» **THE EXERCISE**: Copy out every one of the lines below word for word, leaving the pictures out.

» **INPUT RECORDS**:
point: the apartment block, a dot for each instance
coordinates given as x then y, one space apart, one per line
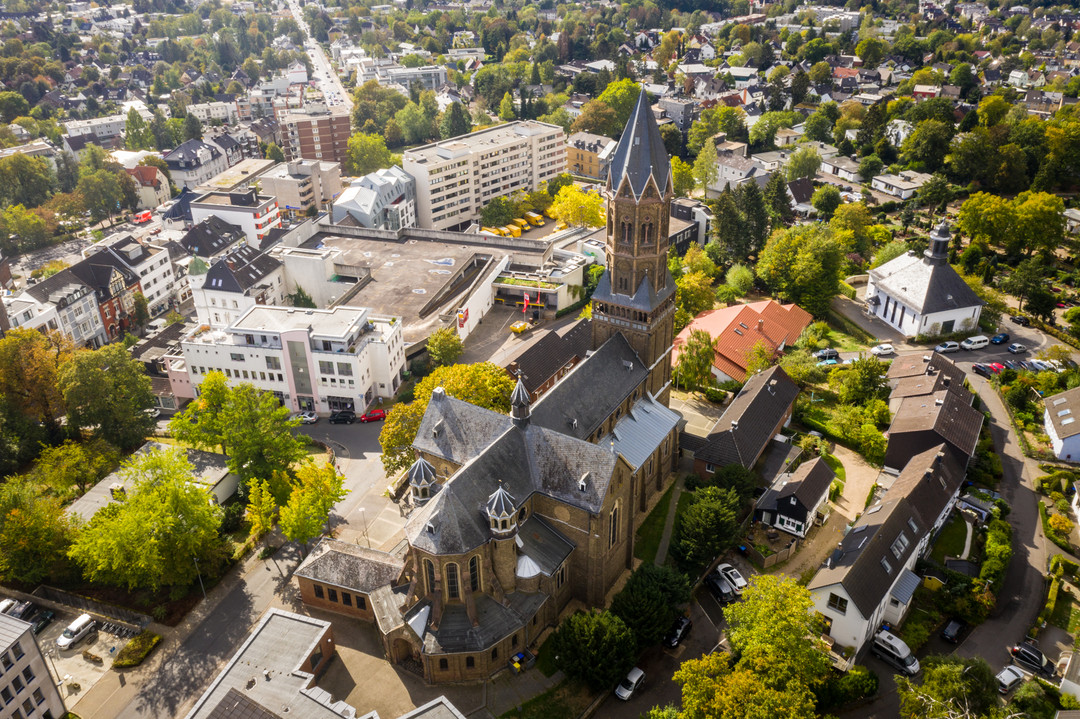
27 690
301 185
310 360
457 177
311 136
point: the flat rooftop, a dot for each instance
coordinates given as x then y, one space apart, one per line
410 279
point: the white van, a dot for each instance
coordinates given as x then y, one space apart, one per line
76 631
892 649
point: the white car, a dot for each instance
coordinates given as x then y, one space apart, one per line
630 684
732 575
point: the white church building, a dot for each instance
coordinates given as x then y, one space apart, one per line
923 295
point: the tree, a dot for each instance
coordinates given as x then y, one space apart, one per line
578 208
261 507
595 647
107 392
706 170
273 152
650 600
683 177
825 200
29 369
444 346
366 153
483 384
952 687
152 538
805 162
455 122
709 527
696 360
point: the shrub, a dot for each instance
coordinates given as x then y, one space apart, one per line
137 649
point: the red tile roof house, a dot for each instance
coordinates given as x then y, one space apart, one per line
736 329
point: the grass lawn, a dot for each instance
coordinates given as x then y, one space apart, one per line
648 534
566 701
837 466
1066 613
950 541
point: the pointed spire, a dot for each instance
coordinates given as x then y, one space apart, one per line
640 152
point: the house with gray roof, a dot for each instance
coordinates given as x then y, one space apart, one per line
923 295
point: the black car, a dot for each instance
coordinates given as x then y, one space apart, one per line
721 589
1030 658
953 631
678 632
343 417
41 620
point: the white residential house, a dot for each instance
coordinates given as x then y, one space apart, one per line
1062 421
311 360
923 295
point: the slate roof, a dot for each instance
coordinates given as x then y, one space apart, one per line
590 393
747 424
542 358
211 236
526 460
923 286
640 152
350 566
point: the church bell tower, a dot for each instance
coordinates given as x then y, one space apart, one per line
636 294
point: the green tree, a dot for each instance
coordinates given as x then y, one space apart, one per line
595 647
455 122
825 200
366 153
696 360
484 384
107 392
805 162
444 347
150 539
650 600
683 177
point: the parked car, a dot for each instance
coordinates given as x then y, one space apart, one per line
953 631
1009 679
1031 658
630 684
41 620
732 575
343 417
678 632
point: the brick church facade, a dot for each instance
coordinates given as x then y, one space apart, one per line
514 516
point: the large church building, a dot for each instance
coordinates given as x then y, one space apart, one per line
512 517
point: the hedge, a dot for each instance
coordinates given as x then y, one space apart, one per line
137 649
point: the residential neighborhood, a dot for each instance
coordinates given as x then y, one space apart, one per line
493 360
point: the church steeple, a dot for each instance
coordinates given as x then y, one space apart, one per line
636 294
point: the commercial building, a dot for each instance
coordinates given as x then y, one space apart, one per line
310 360
301 185
27 689
456 178
315 136
253 213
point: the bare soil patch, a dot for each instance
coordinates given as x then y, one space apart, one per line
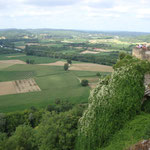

» **SOLVED PROBLEM**:
point: the apartment block, a dot for each instance
coordinates given as x then y, one space apart, one per line
27 690
301 185
310 360
457 177
311 136
point: the flat rooftop, a dot for each instance
coordinates given as x then y, one space apart, one per line
410 279
point: the white van, a dot for each instance
coordinates given as x then y, one space apart, one per line
76 631
892 649
point: the white car, a dot for each instance
coordinates given as x then y, one space apart, one per line
630 684
732 575
point: the white church building, a dot for each instance
coordinates given as x then y, one space apart, one per line
923 295
point: the tree, a dot for each instance
coordinates given as x then y, one space apart, one per line
578 208
261 507
595 647
107 392
706 170
273 152
650 600
683 177
825 200
29 369
444 346
366 153
483 384
952 687
152 538
805 162
455 122
709 527
696 360
point: the shrub, a dot for each instance
coordinates given as x then y, one space apart, one per line
137 649
point: the red tile roof house, a dot for each instance
coordinates given as x then y, one space apart, one per line
736 329
point: the grass lawn, a dot for each instance
coordinates given as x then y, one space apart, one per line
648 534
566 701
837 466
1066 613
950 541
point: the pointed spire, a dot for each instance
coordinates given as x then y, one space apart, one per line
640 152
point: the house with gray roof, a dot for each instance
coordinates given as x then y, one space apart, one per line
923 295
point: the black car, a dot for each instance
coordinates given as x then y, one space apart, one per line
721 589
1030 658
953 631
678 632
343 417
41 620
point: the white residential house, a dot for each instance
coordinates given as x then y, one space apart, one per line
1062 421
311 360
923 295
point: the slate roof, a dot for each instance
coordinates given as x then y, one space apart, one per line
590 393
747 424
542 358
211 236
526 460
923 286
640 152
350 566
point: the church bell tower, a dot for each instance
coordinates given as x then y, one space apart, one per line
636 294
point: the green tree, a dot for each instance
coordinates given as x then y, one space apart, one per line
595 647
455 122
825 200
366 153
696 360
484 384
107 392
805 162
444 347
150 539
650 600
683 177
point: the parked car, a dot for each instance
coordinates given as x then y, one space apart, one per line
953 631
1009 679
1031 658
630 684
41 620
732 575
343 417
678 632
point: the brick church facade, a dot for each instance
coordinates given as x then y, one space apart, one per line
514 516
point: the large church building, a dot for each instance
coordinates given as x then y, one space apart, one per line
512 517
point: the hedge, a dot for each instance
coordinates given as x then y, one space apart, one per line
137 649
point: the residential neighborhood, a dot for each instance
coordinates given as x then y, one space apart, one per line
493 360
point: the church steeple, a dot for each instance
coordinates given as x then y, one space apart, one per line
636 294
point: the commercial building, a dot for each instance
coordinates given as x then y, one space apart, one per line
310 360
301 185
27 689
456 178
315 136
253 213
point: the bare soil patch, a dot for each instance
coordinates given as x then y, one space apart, one per line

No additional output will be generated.